- **Exercise**
Transcribe all records, preserving every character.

┌──

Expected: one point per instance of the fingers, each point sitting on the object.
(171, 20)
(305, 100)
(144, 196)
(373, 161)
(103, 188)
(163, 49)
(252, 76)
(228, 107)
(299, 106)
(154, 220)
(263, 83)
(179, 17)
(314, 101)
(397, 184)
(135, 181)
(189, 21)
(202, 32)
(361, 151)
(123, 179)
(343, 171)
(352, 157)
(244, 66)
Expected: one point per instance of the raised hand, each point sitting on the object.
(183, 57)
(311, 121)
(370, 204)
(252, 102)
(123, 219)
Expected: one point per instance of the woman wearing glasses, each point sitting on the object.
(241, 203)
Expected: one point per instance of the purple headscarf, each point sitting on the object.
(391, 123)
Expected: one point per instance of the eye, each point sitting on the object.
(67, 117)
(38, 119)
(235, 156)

└──

- **Answer for this exercise**
Expected: one point per instance of the fingers, each point sitting on the object.
(171, 20)
(305, 100)
(144, 196)
(373, 161)
(103, 188)
(163, 49)
(252, 76)
(228, 107)
(299, 106)
(154, 220)
(263, 83)
(179, 17)
(314, 101)
(397, 184)
(135, 181)
(189, 21)
(202, 32)
(361, 151)
(123, 179)
(343, 171)
(352, 157)
(244, 66)
Expected: one point per instance of the raised hand, each point sitting on the object.
(183, 57)
(311, 121)
(370, 204)
(252, 102)
(123, 219)
Expected: one point per instance of the woman wearing glasses, each point sitting on the object.
(241, 203)
Expected: one point per instance of the purple headscarf, each point sitting on the object.
(391, 123)
Expected: one point per instance of the eye, each point sitting on the object.
(67, 117)
(38, 119)
(235, 156)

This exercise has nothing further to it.